(Natural-language object grounding data)

______________________________

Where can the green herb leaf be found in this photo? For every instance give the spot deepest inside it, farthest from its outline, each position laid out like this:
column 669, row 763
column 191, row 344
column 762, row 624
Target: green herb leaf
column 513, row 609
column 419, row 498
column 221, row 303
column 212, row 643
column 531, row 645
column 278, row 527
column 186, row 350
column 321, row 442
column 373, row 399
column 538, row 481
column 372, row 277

______________________________

(Try it) Above are the records; restate each one exactly.

(Response to this task)
Where can the green herb leaf be found in this photo? For every instance give the spot deepest inside it, farthest from its outline, each position laid out like this:
column 669, row 763
column 191, row 344
column 762, row 624
Target: green herb leaf
column 513, row 609
column 419, row 498
column 221, row 303
column 212, row 643
column 531, row 645
column 278, row 527
column 186, row 350
column 321, row 442
column 373, row 399
column 538, row 481
column 372, row 277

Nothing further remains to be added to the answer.